Exercises to complete
1: Reproduce the part of the golfer profile that begins with the words "Number of wins" and ends with "has won once.", switching every "Japan Golf Tour" to "Japan Tour".
2: According to the golfer profile, what is Hidezumi Shirakata's height?

Selection
"""

Personal information
- Born: 6 September 1966 (age 59) Fukuoka Prefecture, Japan
- Height: 1.72 m (5 ft 8 in)
- Weight: 72 kg (159 lb; 11.3 st)
- Sporting nationality: Japan

Career
- Status: Professional
- Current tour: Japan PGA Senior Tour
- Former tour: Japan Golf Tour
- Professional wins: 9

Number of wins by tour
- Japan Golf Tour: 1
- Other: 8

= Hidezumi Shirakata =

Japanese golfer

Hidezumi Shirakata (born 6 September 1966) is a Japanese professional golfer.

== Career ==
Shirakata plays on the Japan Golf Tour, where he has won once.

"""

Given information
"""

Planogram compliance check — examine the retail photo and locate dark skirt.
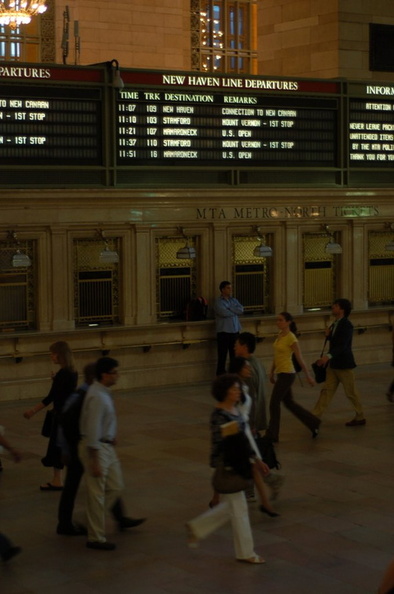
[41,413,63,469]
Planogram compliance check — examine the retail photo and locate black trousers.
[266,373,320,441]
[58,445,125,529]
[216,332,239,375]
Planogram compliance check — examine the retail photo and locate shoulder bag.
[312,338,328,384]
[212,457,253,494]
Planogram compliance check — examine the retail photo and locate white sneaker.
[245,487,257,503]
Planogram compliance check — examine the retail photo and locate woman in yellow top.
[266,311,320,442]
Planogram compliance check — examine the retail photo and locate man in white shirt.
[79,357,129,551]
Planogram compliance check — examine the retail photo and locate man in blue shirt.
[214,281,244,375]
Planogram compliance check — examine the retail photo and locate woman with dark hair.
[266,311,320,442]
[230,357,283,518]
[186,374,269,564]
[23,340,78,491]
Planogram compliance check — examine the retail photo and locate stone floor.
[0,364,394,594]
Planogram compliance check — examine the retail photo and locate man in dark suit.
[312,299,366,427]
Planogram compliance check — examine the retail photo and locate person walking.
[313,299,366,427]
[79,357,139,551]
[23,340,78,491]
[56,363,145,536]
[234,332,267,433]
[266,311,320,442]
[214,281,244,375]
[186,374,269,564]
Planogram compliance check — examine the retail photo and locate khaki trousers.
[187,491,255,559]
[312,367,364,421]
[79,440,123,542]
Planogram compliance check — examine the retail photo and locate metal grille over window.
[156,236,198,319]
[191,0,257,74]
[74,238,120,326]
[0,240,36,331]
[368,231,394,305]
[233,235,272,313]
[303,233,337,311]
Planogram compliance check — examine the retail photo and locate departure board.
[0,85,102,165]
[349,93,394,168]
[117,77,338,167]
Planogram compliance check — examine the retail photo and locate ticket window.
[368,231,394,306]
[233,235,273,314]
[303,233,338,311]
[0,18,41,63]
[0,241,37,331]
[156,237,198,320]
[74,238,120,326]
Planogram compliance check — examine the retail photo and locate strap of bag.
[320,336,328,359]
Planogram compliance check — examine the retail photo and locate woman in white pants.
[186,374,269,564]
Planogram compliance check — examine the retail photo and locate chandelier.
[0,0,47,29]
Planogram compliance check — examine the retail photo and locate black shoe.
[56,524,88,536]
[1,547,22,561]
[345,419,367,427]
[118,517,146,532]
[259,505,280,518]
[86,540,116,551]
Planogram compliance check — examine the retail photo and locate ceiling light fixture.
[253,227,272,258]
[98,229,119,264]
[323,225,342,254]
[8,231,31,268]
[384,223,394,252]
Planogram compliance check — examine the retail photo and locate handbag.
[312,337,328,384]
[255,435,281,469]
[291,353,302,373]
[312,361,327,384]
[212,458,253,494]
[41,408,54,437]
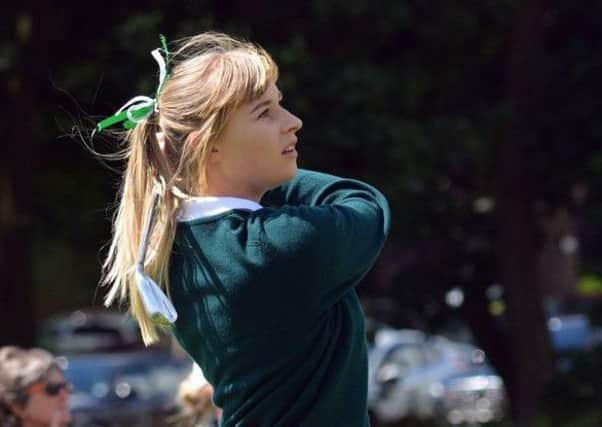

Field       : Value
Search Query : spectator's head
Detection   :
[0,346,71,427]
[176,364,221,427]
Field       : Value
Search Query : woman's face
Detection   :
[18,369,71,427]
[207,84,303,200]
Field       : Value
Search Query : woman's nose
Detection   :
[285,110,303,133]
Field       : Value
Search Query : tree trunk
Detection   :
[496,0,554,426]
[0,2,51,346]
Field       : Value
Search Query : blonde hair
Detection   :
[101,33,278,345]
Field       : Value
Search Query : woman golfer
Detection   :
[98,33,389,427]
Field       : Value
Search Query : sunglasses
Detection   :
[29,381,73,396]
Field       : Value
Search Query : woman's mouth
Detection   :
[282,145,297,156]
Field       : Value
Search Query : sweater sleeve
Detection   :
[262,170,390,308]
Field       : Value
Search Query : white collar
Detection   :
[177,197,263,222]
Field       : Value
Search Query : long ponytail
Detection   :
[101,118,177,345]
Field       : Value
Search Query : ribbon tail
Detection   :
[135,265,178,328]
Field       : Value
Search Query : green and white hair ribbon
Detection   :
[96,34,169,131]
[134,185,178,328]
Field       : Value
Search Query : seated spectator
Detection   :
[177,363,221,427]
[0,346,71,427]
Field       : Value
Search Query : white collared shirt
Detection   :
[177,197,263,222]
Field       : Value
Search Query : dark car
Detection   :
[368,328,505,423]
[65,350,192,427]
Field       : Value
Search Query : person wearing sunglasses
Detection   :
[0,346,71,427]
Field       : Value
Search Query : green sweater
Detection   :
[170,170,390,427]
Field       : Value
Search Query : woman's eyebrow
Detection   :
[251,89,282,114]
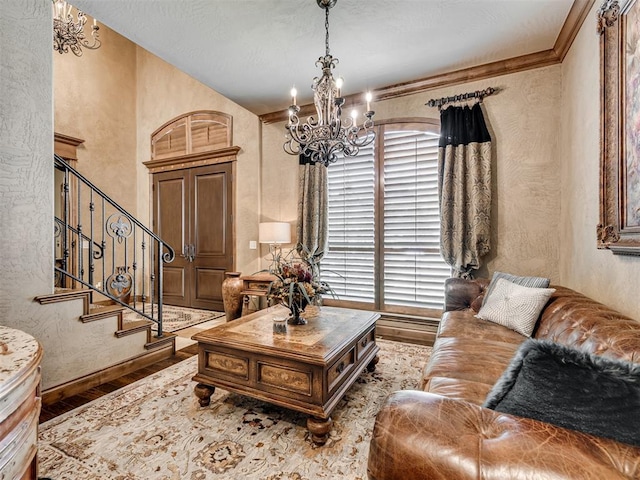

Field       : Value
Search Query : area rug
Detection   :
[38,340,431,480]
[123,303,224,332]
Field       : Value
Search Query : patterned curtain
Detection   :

"""

Responses for each task
1:
Number of wins by tour
- Japan Tour: 1
- Other: 8

= Hidezumi Shirakata =

Japanese golfer

Hidezumi Shirakata (born 6 September 1966) is a Japanese professional golfer.

== Career ==
Shirakata plays on the Japan Tour, where he has won once.

2: 1.72 m (5 ft 8 in)